--- TEXT ---
===

Je länger ich darüber nachdenke – und das sind mittlerweise fast 12 Jahre -, je mehr ich mich damit befasse, je bewusster ich durch die Welt gehe, desto weniger weiß ich. Aber das, was ich weiß, will ich heute mit dir teilen.
Gewalt hat mehrere Ebenen und nicht alle sind bekannt und anerkannt.
Physische Gewalt
Als ich anfing, mich in der Elternwelt zu bewegen, war Gewaltfreiheit darauf beschränkt, dass Kinder nicht gehauen werden sollen. Das war noch vor zehn Jahren eine große Revolution in der Elternwelt. Auch heute ist es noch in großen Teilen der Gesellschaft normal, Kinder zu schlagen. Es gibt Diskussion darüber, dass es ein Klaps ja nicht schade, so richtig schlagen aber schon. Physische Gewalt ist also noch immer ein Thema und unser Verständnis bei Gewaltverzicht häufig „Ich bin gehauen worden, das war schrecklich, das will ich bei meinen Kinder nicht tun.“ Das ist super, wenn du das nicht tun willst! Es ist aber nicht die einzige Ebene von Gewalt.
Psychische Gewalt
„Ej, das war total kacke!“
„Stell dich nicht so an, so schlimm war das gar nicht!“
Einer Person ihre Fähigkeit abzusprechen, dass ihre Integrität verletzt wurde, ist ein Beispiel von Gaslighting, was als Form psychischer Gewalt anerkannt ist. Wenn es um häusliche Gewalt geht, fällt dieser Begriff oft.
Andere Formen psychischer Gewalt sind:
- Ignorieren
- Abwertungen („Das kannst du noch nicht!“)
- Manipulation („Ach komm schon, sonst ist Mami ganz traurig.“)
- Einschüchterung („Warte nur, bis wir zuhause sind!“),
- Verbote („Heute gibt es kein Tablet!“)
- Kontrolle (App, die regelt, dass auf dem Tablet oder Handy Apps nur nach Freigabe der Eltern installiert werden können)
- Bespitzelung von Sozialkontakten (Messenger lesen)
- Drohungen („Wenn du dich nicht benimmst, müssen wir halt nach Hause gehen!“
- Stalking (App auf dem Handy, die verfolgt, wo das Kind/die*der Jugendliche sich befindet)
- Freiheitsberaubung (Hausarrest)
- Beschimpfungen
- Bevormundung („Du weißt nicht, was gut für dich ist, also wähle ich die richtigen Schuhe aus.“)

===

--- GEGEBENES MATERIAL ---
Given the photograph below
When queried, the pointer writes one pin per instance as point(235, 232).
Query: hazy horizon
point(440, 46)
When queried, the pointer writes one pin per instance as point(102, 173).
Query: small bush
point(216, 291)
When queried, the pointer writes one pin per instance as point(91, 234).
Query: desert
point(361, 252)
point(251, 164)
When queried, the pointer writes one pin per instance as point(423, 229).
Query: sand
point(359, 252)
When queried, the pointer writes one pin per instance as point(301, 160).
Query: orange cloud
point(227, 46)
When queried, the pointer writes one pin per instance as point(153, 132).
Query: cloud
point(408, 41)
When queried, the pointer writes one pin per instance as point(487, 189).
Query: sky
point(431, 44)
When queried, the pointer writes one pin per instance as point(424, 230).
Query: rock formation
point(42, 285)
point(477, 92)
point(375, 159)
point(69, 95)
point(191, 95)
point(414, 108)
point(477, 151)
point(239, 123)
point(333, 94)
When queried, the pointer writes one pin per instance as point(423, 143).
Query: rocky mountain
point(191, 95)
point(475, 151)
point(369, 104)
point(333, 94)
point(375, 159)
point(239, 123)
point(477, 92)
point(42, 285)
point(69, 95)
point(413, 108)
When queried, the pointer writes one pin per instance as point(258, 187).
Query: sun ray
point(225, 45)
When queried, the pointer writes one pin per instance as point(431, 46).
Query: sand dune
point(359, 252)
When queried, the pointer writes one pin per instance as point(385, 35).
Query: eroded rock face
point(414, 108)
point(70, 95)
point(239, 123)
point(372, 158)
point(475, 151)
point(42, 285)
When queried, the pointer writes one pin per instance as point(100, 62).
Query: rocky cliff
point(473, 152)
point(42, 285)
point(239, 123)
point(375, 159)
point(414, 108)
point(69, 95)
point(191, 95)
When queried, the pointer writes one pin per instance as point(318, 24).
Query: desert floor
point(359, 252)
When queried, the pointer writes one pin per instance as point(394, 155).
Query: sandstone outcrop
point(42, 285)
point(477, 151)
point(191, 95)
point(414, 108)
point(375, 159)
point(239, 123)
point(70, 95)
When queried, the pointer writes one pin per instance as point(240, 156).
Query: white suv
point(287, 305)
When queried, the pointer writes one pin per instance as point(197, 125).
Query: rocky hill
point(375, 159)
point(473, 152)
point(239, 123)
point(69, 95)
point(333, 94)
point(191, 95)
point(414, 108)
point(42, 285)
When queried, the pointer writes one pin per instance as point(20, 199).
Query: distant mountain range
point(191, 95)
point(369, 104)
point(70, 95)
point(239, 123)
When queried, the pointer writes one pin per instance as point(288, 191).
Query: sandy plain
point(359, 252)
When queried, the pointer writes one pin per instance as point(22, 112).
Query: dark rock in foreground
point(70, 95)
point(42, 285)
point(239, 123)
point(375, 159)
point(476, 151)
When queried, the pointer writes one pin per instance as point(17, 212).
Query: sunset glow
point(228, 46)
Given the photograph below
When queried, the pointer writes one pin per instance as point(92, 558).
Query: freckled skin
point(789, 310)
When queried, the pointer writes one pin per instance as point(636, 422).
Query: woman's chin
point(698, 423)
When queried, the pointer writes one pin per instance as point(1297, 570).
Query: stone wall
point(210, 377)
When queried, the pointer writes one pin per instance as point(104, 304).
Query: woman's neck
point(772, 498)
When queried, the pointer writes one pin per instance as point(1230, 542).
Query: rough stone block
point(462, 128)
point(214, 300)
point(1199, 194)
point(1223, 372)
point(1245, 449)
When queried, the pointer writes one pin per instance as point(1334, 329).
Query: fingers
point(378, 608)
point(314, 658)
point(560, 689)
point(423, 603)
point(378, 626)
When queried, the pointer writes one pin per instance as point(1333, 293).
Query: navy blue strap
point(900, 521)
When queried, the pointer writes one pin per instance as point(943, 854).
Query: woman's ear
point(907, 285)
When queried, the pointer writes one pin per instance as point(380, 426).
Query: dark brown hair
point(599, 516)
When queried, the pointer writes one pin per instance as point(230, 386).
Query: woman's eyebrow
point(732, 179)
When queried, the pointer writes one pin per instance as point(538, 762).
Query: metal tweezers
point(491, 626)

===

--- AUFGABE 1 ---
Erklären Sie in ein bis drei Sätzen, warum es laut dem Text über Gewalt nicht ausreicht, Kinder nicht zu schlagen.
--- AUFGABE 2 ---
Geben Sie den Abschnitt des Textes über Gewalt von „Andere Formen psychischer“ bis „installiert werden können)“ wieder und ersetzen Sie darin „Tablet“ durch „Laptop“.
Das Material stammt aus einer anderen Quelle als der Text über Gewalt.

--- ERGEBNIS 1 ---
Der Verzicht auf das Schlagen betrifft nur die physische Gewalt. Gewalt hat aber mehrere Ebenen, und die physische ist nicht die einzige; dazu gehört etwa auch die psychische Gewalt.

--- ERGEBNIS 2 ---
Andere Formen psychischer Gewalt sind:
- Ignorieren
- Abwertungen („Das kannst du noch nicht!“)
- Manipulation („Ach komm schon, sonst ist Mami ganz traurig.“)
- Einschüchterung („Warte nur, bis wir zuhause sind!“),
- Verbote („Heute gibt es kein Laptop!“)
- Kontrolle (App, die regelt, dass auf dem Laptop oder Handy Apps nur nach Freigabe der Eltern installiert werden können)